(Dataset items)
┄┄┄┄┄┄
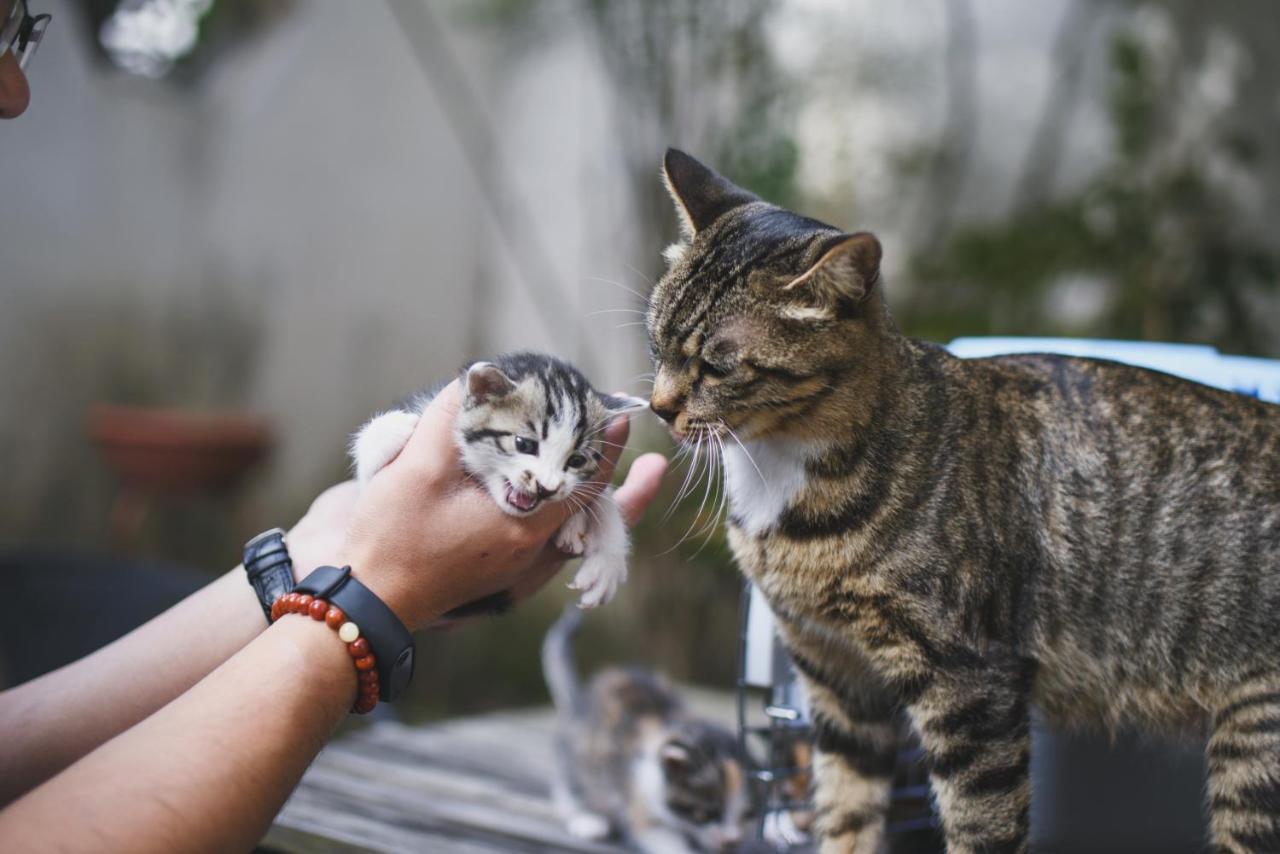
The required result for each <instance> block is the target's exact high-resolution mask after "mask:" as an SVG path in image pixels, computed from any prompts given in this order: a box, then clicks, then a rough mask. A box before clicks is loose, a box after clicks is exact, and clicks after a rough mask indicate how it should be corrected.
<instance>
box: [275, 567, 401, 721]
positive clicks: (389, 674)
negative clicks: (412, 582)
mask: <svg viewBox="0 0 1280 854" xmlns="http://www.w3.org/2000/svg"><path fill="white" fill-rule="evenodd" d="M293 592H294V593H306V594H310V595H314V597H316V598H319V599H325V600H326V602H328V603H329V604H332V606H335V607H338V608H340V609H342V612H343V613H344V615H347V620H349V621H352V622H353V624H356V625H357V626H358V627H360V634H361V636H362V638H365V639H366V640H369V648H370V649H371V650H372V653H374V658H376V659H378V684H379V689H380V690H379V697H380V698H381V699H383V700H387V702H388V703H389V702H392V700H394V699H397V698H398V697H399V695H401V694H403V693H404V688H406V686H407V685H408V680H410V679H412V677H413V635H411V634H408V629H406V627H404V624H403V622H401V621H399V617H397V616H396V613H394V612H393V611H392V609H390V608H388V607H387V604H385V603H384V602H383V600H381V599H379V598H378V595H376V594H375V593H374V592H372V590H370V589H369V588H366V586H365V585H364V584H361V583H360V581H357V580H356V577H355V576H353V575H352V574H351V567H349V566H344V567H342V568H338V567H337V566H321V567H319V568H316V570H315V571H314V572H312V574H311V575H308V576H307V577H305V579H302V580H301V581H298V584H297V585H296V586H294V588H293Z"/></svg>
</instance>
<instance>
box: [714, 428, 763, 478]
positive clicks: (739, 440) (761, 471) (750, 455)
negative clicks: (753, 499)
mask: <svg viewBox="0 0 1280 854" xmlns="http://www.w3.org/2000/svg"><path fill="white" fill-rule="evenodd" d="M721 424H722V425H723V426H724V429H726V430H728V435H730V438H731V439H733V440H735V442H737V447H740V448H741V449H742V453H744V455H745V456H746V460H748V462H750V463H751V467H753V469H755V474H758V475H759V476H760V485H762V487H768V485H769V483H768V481H767V480H765V479H764V472H763V471H760V466H758V465H755V457H753V456H751V452H750V451H748V449H746V446H745V444H742V440H741V439H739V438H737V433H735V431H733V428H731V426H730V425H728V424H724V423H723V421H721Z"/></svg>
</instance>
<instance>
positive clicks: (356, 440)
mask: <svg viewBox="0 0 1280 854" xmlns="http://www.w3.org/2000/svg"><path fill="white" fill-rule="evenodd" d="M419 417H420V415H419V414H417V412H404V411H402V410H393V411H390V412H383V414H381V415H378V416H374V419H372V420H370V421H369V424H366V425H365V426H362V428H360V431H358V433H357V434H356V438H355V439H352V442H351V458H352V460H353V461H355V463H356V480H357V481H360V483H361V484H366V483H369V479H370V478H372V476H374V475H375V474H376V472H378V471H379V470H380V469H381V467H383V466H385V465H387V463H388V462H390V461H392V460H394V458H396V457H397V456H398V455H399V452H401V451H403V449H404V446H406V444H407V443H408V438H410V437H411V435H413V429H415V428H416V426H417V420H419Z"/></svg>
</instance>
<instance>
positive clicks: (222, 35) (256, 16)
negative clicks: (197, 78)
mask: <svg viewBox="0 0 1280 854" xmlns="http://www.w3.org/2000/svg"><path fill="white" fill-rule="evenodd" d="M293 3H294V0H84V1H83V3H81V4H77V8H78V9H79V12H81V13H82V14H83V15H84V17H86V18H87V22H88V27H87V28H86V29H87V35H88V36H90V37H92V38H93V46H95V52H97V54H99V55H100V56H104V58H108V59H110V60H111V61H113V63H114V64H115V65H116V67H119V68H122V69H124V70H125V72H128V73H131V74H137V76H141V77H151V78H163V77H169V78H172V79H175V81H182V82H188V83H189V82H193V81H196V79H197V78H198V77H200V74H201V73H202V72H204V70H205V69H206V68H209V65H210V64H212V61H214V60H215V59H216V58H218V56H219V55H221V54H223V52H225V51H227V50H228V49H230V47H234V46H237V45H238V44H241V42H243V41H244V40H246V38H250V37H252V36H255V35H257V33H260V32H262V31H264V29H266V28H268V27H269V26H270V24H273V23H275V20H278V19H279V18H282V17H283V15H284V14H287V13H288V12H289V10H291V9H292V8H293Z"/></svg>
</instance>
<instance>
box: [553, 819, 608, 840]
mask: <svg viewBox="0 0 1280 854" xmlns="http://www.w3.org/2000/svg"><path fill="white" fill-rule="evenodd" d="M564 827H566V830H568V835H570V836H573V837H576V839H586V840H591V841H594V842H599V841H603V840H605V839H608V837H609V821H608V819H607V818H604V817H603V816H596V814H595V813H573V814H572V816H570V817H568V821H567V822H566V823H564Z"/></svg>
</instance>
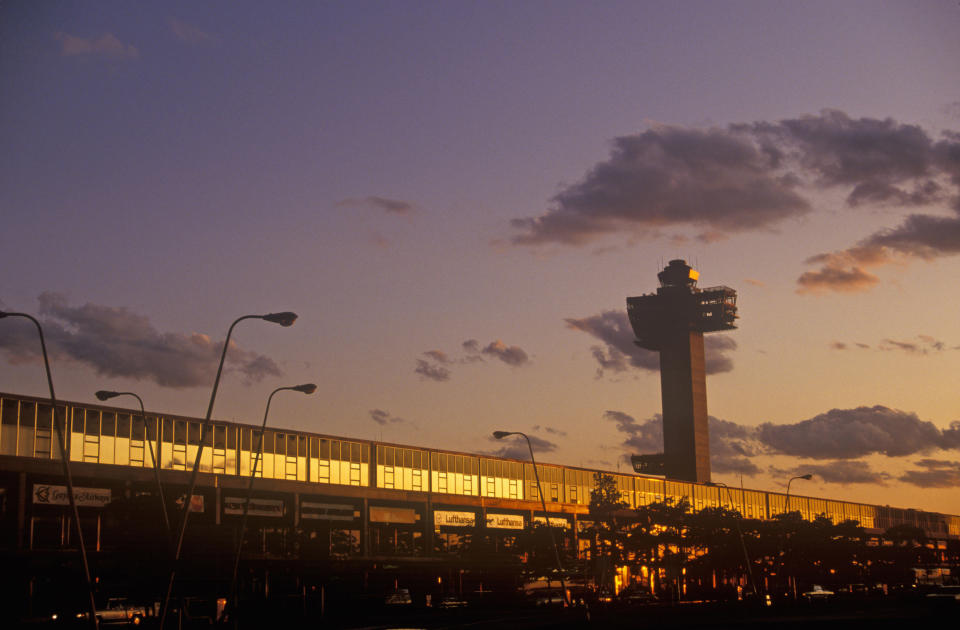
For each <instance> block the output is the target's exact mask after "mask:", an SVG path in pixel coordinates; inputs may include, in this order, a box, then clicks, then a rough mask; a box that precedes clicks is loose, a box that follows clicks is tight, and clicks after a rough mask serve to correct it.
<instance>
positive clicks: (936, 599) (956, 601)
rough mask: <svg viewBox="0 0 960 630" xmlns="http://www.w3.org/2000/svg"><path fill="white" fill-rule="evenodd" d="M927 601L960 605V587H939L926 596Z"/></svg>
mask: <svg viewBox="0 0 960 630" xmlns="http://www.w3.org/2000/svg"><path fill="white" fill-rule="evenodd" d="M925 599H926V600H927V601H930V602H957V603H960V586H951V585H945V586H938V587H936V588H935V589H933V590H932V591H930V592H929V593H927V594H926V596H925Z"/></svg>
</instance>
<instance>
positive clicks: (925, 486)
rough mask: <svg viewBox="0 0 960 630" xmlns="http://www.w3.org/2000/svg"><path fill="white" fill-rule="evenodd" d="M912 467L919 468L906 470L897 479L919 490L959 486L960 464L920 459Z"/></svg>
mask: <svg viewBox="0 0 960 630" xmlns="http://www.w3.org/2000/svg"><path fill="white" fill-rule="evenodd" d="M954 424H957V423H954ZM914 465H915V466H917V467H919V470H916V469H914V470H908V471H906V472H905V473H903V475H901V476H900V477H898V479H899V480H900V481H903V482H904V483H909V484H912V485H914V486H920V487H921V488H956V487H957V486H960V462H956V461H946V460H942V459H921V460H919V461H916V462H914Z"/></svg>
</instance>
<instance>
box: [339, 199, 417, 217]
mask: <svg viewBox="0 0 960 630" xmlns="http://www.w3.org/2000/svg"><path fill="white" fill-rule="evenodd" d="M334 205H336V206H337V207H339V208H371V209H374V210H380V211H382V212H386V213H388V214H410V213H411V212H413V210H414V206H413V204H412V203H410V202H409V201H402V200H400V199H390V198H389V197H379V196H377V195H369V196H367V197H348V198H347V199H341V200H340V201H338V202H336V203H335V204H334Z"/></svg>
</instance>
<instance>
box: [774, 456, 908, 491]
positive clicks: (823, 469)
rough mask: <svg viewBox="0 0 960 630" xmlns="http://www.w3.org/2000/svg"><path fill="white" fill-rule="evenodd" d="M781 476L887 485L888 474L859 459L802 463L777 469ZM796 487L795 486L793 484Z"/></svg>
mask: <svg viewBox="0 0 960 630" xmlns="http://www.w3.org/2000/svg"><path fill="white" fill-rule="evenodd" d="M778 472H781V474H780V475H778V476H782V477H786V476H798V475H806V474H812V475H813V476H814V478H815V479H816V480H817V481H825V482H827V483H836V484H840V485H847V484H851V483H872V484H877V485H881V486H885V485H887V480H888V479H889V478H890V475H888V474H887V473H883V472H877V471H875V470H873V469H872V468H870V464H868V463H867V462H864V461H859V460H839V461H833V462H826V463H823V464H804V465H803V466H799V467H797V468H794V469H792V470H788V471H778ZM794 487H796V486H794Z"/></svg>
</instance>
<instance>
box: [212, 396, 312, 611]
mask: <svg viewBox="0 0 960 630" xmlns="http://www.w3.org/2000/svg"><path fill="white" fill-rule="evenodd" d="M282 391H293V392H300V393H302V394H307V395H310V394H312V393H314V392H315V391H317V386H316V385H314V384H313V383H306V384H304V385H297V386H295V387H278V388H276V389H275V390H273V391H272V392H270V396H269V397H267V408H266V410H265V411H264V412H263V425H261V427H260V440H259V441H258V443H257V454H256V455H255V456H254V458H253V468H252V469H251V470H250V482H249V483H248V484H247V496H246V498H245V499H244V501H243V516H242V517H241V518H240V536H239V538H238V540H237V555H236V556H235V557H234V560H233V577H232V578H231V580H230V597H231V598H233V615H232V616H234V615H236V611H237V609H238V606H239V603H240V597H239V595H238V594H237V592H236V589H237V572H238V570H239V568H240V552H241V551H242V549H243V535H244V533H245V532H246V529H247V511H248V510H249V508H250V499H251V498H252V497H253V482H254V480H255V479H256V478H257V467H258V466H259V465H260V458H261V456H262V454H263V432H264V431H266V429H267V416H268V415H269V414H270V403H271V401H273V395H274V394H276V393H277V392H282ZM234 626H236V623H235V624H234Z"/></svg>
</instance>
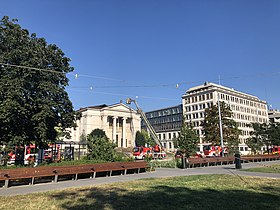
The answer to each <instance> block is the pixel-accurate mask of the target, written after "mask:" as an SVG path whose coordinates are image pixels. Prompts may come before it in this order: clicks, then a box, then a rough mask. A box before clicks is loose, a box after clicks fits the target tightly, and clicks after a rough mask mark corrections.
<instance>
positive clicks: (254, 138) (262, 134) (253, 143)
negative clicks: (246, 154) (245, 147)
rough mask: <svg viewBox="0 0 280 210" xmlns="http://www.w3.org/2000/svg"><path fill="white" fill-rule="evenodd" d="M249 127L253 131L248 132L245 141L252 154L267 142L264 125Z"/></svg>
┄┄┄┄┄┄
**TO DO:** Show every line of the material above that contains the string "positive".

**RESPONSE BELOW:**
positive clicks: (389, 674)
positive clicks: (739, 440) (761, 471) (750, 455)
positive clicks: (356, 440)
positive clicks: (222, 35) (256, 16)
positive clicks: (936, 599) (956, 601)
positive clicks: (925, 486)
positive clicks: (823, 469)
positive clicks: (254, 138) (262, 134) (253, 143)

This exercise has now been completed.